>>>

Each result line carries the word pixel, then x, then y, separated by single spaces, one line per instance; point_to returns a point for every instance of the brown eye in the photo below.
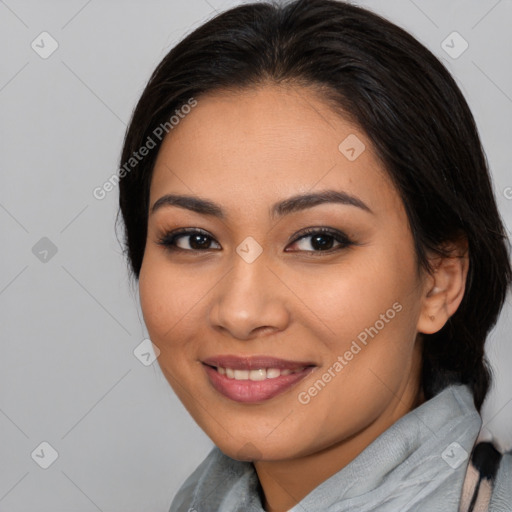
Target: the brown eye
pixel 186 240
pixel 323 239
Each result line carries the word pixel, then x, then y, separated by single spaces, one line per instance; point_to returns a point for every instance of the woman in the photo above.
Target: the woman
pixel 320 258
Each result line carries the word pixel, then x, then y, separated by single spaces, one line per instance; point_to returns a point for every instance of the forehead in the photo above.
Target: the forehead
pixel 264 144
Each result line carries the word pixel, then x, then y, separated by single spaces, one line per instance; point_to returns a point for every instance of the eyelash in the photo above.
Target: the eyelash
pixel 168 240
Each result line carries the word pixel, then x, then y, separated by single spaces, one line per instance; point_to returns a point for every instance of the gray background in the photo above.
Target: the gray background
pixel 70 321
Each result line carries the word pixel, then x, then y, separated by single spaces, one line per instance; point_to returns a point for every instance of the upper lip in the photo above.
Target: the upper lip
pixel 254 362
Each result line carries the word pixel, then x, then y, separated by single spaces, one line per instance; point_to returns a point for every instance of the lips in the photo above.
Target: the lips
pixel 254 391
pixel 255 362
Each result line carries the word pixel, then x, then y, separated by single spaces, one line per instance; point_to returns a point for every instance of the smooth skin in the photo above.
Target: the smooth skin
pixel 246 151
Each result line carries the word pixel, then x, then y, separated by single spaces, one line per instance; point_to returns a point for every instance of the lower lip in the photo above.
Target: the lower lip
pixel 254 390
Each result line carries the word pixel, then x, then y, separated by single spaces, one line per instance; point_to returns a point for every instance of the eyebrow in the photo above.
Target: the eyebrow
pixel 290 205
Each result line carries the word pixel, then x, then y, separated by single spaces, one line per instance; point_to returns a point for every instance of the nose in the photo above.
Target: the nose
pixel 250 300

<<<

Problem details
Please convert all of the data above into a Markdown table with the columns Number and Entry, one row per line, skipping blank lines. Leave the pictures out of the answer.

Output of the exercise
| Number | Entry |
|---|---|
| 1 | Each result line carries the word pixel, then x, then y, separated by single spaces, one line per instance; point_to returns a point for every instance of the brown eye in the photo below. |
| 2 | Target: the brown eye |
| 3 | pixel 186 240 |
| 4 | pixel 323 239 |
| 5 | Each result line carries the word pixel, then x, then y, separated by single spaces, one line per instance; point_to returns a point for every instance of the woman in the photo above. |
| 6 | Target: the woman |
| 7 | pixel 320 258 |
| 8 | Each result line carries the word pixel, then x, then y, separated by single spaces, one line per instance; point_to returns a point for every instance of the forehead in the photo above. |
| 9 | Target: the forehead |
| 10 | pixel 264 144 |
| 11 | Each result line carries the word pixel, then x, then y, separated by single spaces, one line per instance; point_to returns a point for every instance of the eyelash in the photo above. |
| 12 | Target: the eyelash |
| 13 | pixel 168 240 |
| 14 | Each result line carries the word pixel, then x, then y, separated by single spaces, one line per instance; point_to returns a point for every instance of the gray background in the photo above. |
| 15 | Target: the gray background |
| 16 | pixel 70 321 |
| 17 | Each result line carries the word pixel, then x, then y, separated by single spaces, one line per instance; point_to returns a point for every instance of the upper lip in the photo above. |
| 18 | Target: the upper lip |
| 19 | pixel 254 362 |
| 20 | Each result line carries the word pixel, then x, then y, separated by single spaces, one line per instance; point_to returns a point for every instance of the lips in the photo above. |
| 21 | Target: the lips |
| 22 | pixel 254 391 |
| 23 | pixel 255 362 |
| 24 | Each result line carries the word pixel, then x, then y, separated by single spaces, one line per instance; point_to returns a point for every instance of the smooth skin in the photo above. |
| 25 | Target: the smooth skin |
| 26 | pixel 246 151 |
| 27 | Each result line carries the word pixel, then x, then y, separated by single spaces, one line per instance; point_to returns a point for every instance of the lower lip in the photo above. |
| 28 | Target: the lower lip |
| 29 | pixel 254 390 |
| 30 | Each result line carries the word pixel, then x, then y, separated by single spaces, one line per instance; point_to returns a point for every instance of the eyebrow in the photo above. |
| 31 | Target: the eyebrow |
| 32 | pixel 290 205 |
| 33 | Each result line carries the word pixel, then x, then y, separated by single spaces, one line per instance; point_to returns a point for every instance of the nose in the photo above. |
| 34 | Target: the nose |
| 35 | pixel 250 300 |